Problem statement →
Please render the data, from the line containing "stack of white" through the end of the data, as a Markdown table with the columns Row and Line. Give each line its own row with a running row number, and leave out blank lines.
================================
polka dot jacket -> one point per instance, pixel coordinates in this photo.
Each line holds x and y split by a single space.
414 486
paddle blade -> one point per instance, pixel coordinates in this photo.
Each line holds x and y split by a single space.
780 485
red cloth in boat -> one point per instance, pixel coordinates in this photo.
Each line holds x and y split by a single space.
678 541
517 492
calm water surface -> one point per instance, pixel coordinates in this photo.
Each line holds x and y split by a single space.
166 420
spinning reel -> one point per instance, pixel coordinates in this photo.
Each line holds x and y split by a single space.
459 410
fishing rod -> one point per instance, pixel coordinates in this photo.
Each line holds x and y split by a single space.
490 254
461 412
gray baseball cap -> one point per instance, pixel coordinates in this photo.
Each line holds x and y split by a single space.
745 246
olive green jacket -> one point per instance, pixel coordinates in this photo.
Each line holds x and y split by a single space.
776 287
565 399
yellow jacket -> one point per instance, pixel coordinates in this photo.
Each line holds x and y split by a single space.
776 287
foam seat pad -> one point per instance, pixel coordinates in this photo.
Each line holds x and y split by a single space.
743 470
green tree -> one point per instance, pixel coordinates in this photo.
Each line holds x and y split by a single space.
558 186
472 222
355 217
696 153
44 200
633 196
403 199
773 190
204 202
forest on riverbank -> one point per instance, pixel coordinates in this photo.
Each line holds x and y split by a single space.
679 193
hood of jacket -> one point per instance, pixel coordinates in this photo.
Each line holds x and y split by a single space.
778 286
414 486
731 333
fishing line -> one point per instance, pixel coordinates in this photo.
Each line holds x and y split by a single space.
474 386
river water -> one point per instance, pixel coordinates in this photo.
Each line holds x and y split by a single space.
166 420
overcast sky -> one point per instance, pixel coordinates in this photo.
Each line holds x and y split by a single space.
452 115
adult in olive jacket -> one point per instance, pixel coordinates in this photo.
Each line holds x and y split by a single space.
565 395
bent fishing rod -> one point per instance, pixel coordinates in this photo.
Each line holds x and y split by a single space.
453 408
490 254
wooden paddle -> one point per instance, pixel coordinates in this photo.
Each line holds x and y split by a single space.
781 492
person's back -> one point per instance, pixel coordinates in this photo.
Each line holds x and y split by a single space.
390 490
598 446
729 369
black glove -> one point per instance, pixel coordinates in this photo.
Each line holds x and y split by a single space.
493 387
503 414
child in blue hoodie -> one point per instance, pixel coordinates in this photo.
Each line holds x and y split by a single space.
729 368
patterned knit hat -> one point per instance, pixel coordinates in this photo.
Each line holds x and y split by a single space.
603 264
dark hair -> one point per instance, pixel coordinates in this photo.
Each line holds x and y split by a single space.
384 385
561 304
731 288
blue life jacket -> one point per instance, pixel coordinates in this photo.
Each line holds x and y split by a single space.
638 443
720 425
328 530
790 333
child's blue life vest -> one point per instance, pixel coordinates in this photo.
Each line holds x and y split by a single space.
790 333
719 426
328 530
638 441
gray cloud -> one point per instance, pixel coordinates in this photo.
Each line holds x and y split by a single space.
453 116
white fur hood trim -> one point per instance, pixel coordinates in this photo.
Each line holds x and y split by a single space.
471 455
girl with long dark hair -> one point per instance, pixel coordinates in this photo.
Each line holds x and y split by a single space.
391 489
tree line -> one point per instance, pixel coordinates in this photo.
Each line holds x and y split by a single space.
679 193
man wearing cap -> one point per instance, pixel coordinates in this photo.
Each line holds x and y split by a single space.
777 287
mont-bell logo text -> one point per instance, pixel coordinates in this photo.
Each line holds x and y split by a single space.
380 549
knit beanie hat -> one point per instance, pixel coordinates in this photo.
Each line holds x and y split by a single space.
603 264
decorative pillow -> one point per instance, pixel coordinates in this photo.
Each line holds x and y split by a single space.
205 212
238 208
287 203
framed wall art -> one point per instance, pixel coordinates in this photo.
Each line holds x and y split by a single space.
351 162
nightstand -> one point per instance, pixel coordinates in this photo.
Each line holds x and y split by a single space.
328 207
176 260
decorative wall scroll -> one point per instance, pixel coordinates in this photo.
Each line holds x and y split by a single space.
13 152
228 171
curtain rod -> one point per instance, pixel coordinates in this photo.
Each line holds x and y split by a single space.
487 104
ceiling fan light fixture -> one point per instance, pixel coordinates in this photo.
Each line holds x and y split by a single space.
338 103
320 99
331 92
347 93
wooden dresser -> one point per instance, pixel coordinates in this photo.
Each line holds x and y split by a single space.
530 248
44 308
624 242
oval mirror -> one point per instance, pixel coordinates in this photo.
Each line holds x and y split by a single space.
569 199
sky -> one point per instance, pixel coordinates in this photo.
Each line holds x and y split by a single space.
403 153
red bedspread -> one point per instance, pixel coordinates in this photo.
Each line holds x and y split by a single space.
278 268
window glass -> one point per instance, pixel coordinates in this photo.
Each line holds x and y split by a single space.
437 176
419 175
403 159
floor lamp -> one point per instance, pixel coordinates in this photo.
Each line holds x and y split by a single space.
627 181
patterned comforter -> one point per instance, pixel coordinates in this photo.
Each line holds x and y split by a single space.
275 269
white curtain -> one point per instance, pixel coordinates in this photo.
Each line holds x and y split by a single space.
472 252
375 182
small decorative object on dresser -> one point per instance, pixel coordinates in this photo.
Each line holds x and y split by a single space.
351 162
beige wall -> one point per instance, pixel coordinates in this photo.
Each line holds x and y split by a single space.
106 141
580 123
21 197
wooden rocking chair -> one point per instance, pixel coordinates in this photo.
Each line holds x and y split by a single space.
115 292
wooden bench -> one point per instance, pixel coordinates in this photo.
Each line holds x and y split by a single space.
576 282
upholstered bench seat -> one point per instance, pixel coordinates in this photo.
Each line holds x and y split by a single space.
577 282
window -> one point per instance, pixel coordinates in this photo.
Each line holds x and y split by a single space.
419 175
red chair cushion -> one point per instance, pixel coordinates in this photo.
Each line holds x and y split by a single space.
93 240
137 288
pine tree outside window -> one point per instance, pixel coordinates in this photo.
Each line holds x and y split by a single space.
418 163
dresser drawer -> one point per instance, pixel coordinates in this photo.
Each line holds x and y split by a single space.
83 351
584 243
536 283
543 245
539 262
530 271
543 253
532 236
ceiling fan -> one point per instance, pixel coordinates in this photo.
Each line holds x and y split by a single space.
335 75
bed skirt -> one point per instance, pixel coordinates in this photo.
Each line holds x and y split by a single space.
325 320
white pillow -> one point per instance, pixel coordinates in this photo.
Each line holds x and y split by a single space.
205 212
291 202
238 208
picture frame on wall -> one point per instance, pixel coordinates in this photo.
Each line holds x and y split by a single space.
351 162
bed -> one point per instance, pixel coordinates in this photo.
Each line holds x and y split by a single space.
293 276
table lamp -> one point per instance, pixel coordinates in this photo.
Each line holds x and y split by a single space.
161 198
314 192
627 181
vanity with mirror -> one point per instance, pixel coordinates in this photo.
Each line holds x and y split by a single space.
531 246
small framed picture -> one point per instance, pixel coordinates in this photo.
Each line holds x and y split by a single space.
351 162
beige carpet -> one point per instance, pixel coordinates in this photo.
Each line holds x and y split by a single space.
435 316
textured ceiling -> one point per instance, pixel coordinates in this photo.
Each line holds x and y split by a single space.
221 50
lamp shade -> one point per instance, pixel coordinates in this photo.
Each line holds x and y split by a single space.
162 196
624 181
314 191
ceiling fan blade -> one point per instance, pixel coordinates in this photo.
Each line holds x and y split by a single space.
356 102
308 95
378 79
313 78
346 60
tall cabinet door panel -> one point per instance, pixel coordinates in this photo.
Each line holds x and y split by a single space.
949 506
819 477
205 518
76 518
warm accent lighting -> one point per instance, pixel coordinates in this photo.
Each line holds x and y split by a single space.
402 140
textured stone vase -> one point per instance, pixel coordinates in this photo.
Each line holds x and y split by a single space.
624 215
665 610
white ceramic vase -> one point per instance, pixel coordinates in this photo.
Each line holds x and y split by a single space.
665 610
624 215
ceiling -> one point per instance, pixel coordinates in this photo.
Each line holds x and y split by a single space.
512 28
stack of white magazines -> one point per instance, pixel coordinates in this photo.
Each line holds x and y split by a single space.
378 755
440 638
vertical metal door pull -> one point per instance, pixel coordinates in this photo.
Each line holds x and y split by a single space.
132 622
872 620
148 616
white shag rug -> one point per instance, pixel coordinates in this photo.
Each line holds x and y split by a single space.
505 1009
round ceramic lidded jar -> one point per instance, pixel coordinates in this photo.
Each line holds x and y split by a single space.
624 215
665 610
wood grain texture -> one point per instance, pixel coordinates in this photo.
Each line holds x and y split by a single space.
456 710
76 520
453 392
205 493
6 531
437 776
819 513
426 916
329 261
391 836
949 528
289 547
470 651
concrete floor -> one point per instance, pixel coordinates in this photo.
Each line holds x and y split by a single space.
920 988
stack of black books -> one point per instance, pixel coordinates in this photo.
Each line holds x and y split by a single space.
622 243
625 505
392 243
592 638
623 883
================================
Worked solution →
| Row | Line |
|---|---|
| 1 | stack of white magazines -> one point per instance, pixel coordinates in this photo. |
| 2 | Each line holds x and y split by a single space. |
| 3 | 378 755 |
| 4 | 440 638 |
| 5 | vertical metal door pull -> one point per instance, pixel coordinates in this photo. |
| 6 | Each line holds x and y split by a single space. |
| 7 | 132 622 |
| 8 | 872 620 |
| 9 | 148 616 |
| 10 | white shag rug -> one point per instance, pixel coordinates in this photo. |
| 11 | Each line holds x and y split by a single space. |
| 12 | 505 1009 |
| 13 | round ceramic lidded jar -> one point per instance, pixel coordinates in this photo. |
| 14 | Each line holds x and y split by a single space. |
| 15 | 624 215 |
| 16 | 665 610 |
| 17 | wood grain texture -> one point per instance, pixel coordinates in this photo. |
| 18 | Each line holds x and y split by a single space. |
| 19 | 456 710 |
| 20 | 76 520 |
| 21 | 453 392 |
| 22 | 205 493 |
| 23 | 6 531 |
| 24 | 437 776 |
| 25 | 819 513 |
| 26 | 426 916 |
| 27 | 329 261 |
| 28 | 391 836 |
| 29 | 949 528 |
| 30 | 289 547 |
| 31 | 470 651 |
| 32 | concrete floor -> one point per instance, pixel coordinates in this photo. |
| 33 | Each line holds x and y split by a single space. |
| 34 | 920 988 |
| 35 | stack of black books -> one point per instance, pixel coordinates in this photo. |
| 36 | Each line holds x and y split by a single space. |
| 37 | 622 243 |
| 38 | 625 505 |
| 39 | 392 243 |
| 40 | 592 638 |
| 41 | 623 883 |